▶ DOCUMENT PASSAGE
++++++++
Oil major BP’s (BP.) latest annual World Energy Outlook, released in conjunction with a three-day presentation from chief executive Bernard Looney and team outlining the oil major’s new strategy, offers three scenarios for demand for crude oil in 2050.

They range from 89 million barrels a day, barely 10% below 2019’s peak of 98 million as nothing much changes politically or socially, all the way down to 24 million, as the world goes carbon neutral.

The possibility that oil demand could go down by three-quarters between now and 2050 means Looney’s desire to prepare BP for a zero-carbon world is perfectly understandable.

It also leaves investors with a decision to make. Those willing to select individual securities on their own must now decide whether to place their faith in Looney and the company’s ability to reinvent itself. Its plan is made all the more complicated by weak oil prices depriving BP of vital cash flow, just when it needs to invest heavily in both its new strategy and the maximisation of value from hydrocarbon assets where there are already considerable sunk costs.

Those who wish to avoid the rough and tumble of stock-specific risk and prefer to use active or passive funds must still assess their potential for exposure to BP and other oil stocks.

This is particularly the case in the UK, where analysts’ consensus forecasts for 2021 assume that BP and Royal Dutch Shell (RDSB) will generate between them 7% of total FTSE 100 profits and 11% of the headline index’s total dividend pay-out.


Whether such forecasts are reliable, too optimistic or too conservative will be especially important for investors in FTSE 100 tracker funds, as they indirectly own BP and Shell whether they like it or not.

For those investors who do not wish to embrace oil stocks, for financial or philosophical reasons (or both), it is worth considering the following:

– From a dividend perspective, the oil majors’ combined forecast pay-out represents its lowest portion of the FTSE 100 total since 2005;

– From an earnings perspective, BP and Shell’s contribution is way lower than it was in 2005, when they generated one-third of FTSE 100 profits between them.
++++++++
▶ EXERCISE DATA
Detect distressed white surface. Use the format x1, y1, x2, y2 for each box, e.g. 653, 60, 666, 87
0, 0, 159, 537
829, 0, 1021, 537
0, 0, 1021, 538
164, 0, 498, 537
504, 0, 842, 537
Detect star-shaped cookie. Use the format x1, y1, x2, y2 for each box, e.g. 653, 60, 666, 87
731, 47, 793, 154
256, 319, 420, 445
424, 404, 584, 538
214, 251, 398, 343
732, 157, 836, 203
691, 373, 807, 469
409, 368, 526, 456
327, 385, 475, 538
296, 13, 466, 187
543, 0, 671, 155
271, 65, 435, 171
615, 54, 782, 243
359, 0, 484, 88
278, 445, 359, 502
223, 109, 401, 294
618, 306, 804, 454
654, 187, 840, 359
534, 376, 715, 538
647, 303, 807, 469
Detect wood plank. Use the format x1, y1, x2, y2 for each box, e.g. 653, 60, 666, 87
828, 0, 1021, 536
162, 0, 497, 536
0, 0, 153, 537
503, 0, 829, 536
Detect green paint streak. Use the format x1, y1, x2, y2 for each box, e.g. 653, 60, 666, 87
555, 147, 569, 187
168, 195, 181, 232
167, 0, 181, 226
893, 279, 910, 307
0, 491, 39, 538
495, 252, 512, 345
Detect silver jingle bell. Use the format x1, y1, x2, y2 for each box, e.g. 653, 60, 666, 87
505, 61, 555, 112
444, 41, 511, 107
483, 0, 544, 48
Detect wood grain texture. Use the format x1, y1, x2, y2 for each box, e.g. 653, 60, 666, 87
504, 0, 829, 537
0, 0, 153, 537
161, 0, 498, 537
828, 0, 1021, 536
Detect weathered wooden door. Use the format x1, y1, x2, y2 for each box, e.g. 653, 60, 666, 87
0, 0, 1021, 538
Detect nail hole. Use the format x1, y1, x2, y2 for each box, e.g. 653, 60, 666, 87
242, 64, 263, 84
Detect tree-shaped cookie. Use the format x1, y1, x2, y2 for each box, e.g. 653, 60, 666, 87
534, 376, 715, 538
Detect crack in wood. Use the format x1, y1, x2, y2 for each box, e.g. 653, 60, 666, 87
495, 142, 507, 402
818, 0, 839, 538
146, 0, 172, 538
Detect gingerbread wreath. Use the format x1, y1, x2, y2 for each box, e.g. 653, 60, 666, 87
++++++++
▶ EXERCISES TO COMPLETE
A - Answer these questions about the BP article:
(i) How many scenarios for crude oil demand in 2050 does BP's outlook offer?
(ii) What is the lowest 2050 demand figure among those scenarios?
(iii) What share of FTSE 100 profits did BP and Shell generate between them in 2005?
B - Please quote the BP article from "This is particularly" to "total dividend pay-out.".
C - List every year mentioned in the BP article.

▶ COMPLETED EXERCISE
A -
(i) Three.
(ii) 24 million barrels a day.
(iii) One-third.

B -
This is particularly the case in the UK, where analysts’ consensus forecasts for 2021 assume that BP and Royal Dutch Shell (RDSB) will generate between them 7% of total FTSE 100 profits and 11% of the headline index’s total dividend pay-out.

C - 2050, 2019, 2021, 2005